Schwerpunkt 07. Januar 2020, von Sandra Hohendahl-Tesch

«Der Körper ist vergleichbar mit einem Auto»

Ewig leben?

Die Altersforscherin Heike Bischoff-Ferrari setzt auf Vitamin D. Dieser Stoff helfe mit, ein längeres und gesünderes Leben zu führen.

Heike Bischoff-Ferrari sitzt im weis­sen Kittel vor ihrem Laptop. Zeit hat sie wenig, die Agenda ist vor Weihnachten übervoll. Ob sie gerne ewig leben würde? Die Leiterin der Klinik für Altersmedizin am Uni­­versitätsspital Zürich lacht herz­haft, schüttelt den Kopf. «Abwegig» findet sie den Gedanken. Unser Körper sei nicht für die Ewigkeit gemacht. Irgendwann versage die Biologie. Der Körper sei wie ein Auto. «Auch bei sanfter Fahrweise und gu­ter Pflege zeigen sich irgendwann Verschleisserscheinungen.»

Gesundheitskosten sparen

Die moderne Altersforschung will die «gesunde Lebens­erwartung» ver­längern. In der Schweiz liegt diese bei 74 Jahren – das ist mit Schweden am obersten Ende der Skala. In den USA sind es 69 Jahre. «Könnte man die Anzahl Jahre, die eine Per­son voraussichtlich bei guter Ge­sundheit leben wird, um sieben Jahre verlängern, liessen sich so die Kosten der altersbezogenen Krankheiten wie Demenz oder Diabetes um gut die Hälfte reduzieren», erklärt Bischoff-Ferrari. Das Ziel auch aus Sicht der Gesundheitsökonomie müsse sein, möglichst alle chronischen Erkrankungen ans Lebensende zu verschieben.

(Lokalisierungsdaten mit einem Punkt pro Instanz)
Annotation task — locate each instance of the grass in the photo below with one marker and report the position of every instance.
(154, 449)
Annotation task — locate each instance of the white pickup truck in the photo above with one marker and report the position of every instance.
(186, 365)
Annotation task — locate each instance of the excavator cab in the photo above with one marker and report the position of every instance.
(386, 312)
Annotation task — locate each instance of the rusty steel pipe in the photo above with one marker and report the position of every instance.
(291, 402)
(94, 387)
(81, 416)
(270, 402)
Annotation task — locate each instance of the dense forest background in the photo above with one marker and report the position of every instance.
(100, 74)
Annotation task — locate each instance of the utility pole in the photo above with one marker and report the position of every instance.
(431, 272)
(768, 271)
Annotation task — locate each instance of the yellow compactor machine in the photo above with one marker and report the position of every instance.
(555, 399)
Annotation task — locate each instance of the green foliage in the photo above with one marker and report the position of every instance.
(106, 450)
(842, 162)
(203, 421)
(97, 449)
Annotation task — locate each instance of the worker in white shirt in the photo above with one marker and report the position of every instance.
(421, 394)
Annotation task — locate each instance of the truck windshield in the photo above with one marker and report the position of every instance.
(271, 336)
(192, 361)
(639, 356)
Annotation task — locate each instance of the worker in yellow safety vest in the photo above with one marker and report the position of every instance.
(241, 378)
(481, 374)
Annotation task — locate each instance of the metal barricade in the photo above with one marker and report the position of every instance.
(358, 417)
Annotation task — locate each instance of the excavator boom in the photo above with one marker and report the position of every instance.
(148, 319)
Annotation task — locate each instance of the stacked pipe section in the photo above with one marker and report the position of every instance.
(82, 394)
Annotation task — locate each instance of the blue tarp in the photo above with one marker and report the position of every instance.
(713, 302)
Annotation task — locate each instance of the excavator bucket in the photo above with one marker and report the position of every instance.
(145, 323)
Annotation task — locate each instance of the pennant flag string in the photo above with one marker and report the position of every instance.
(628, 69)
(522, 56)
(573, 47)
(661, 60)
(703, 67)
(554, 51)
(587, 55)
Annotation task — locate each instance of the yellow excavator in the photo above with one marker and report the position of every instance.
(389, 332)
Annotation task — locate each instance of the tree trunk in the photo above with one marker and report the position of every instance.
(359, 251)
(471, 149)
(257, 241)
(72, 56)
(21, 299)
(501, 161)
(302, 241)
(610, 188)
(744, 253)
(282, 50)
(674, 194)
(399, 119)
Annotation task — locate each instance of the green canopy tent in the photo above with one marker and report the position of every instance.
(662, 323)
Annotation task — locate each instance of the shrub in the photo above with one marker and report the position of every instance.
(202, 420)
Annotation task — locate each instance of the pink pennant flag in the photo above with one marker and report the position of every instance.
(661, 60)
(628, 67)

** Aufgabenstellung **
Bitte nennen Sie, bei wie vielen Jahren die gesunde Lebenserwartung in der Schweiz laut dem zitierten Text liegt. Die Daten stammen aus einer anderen Quelle als der zitierte Text.

** Lösung **
Sie liegt bei 74 Jahren.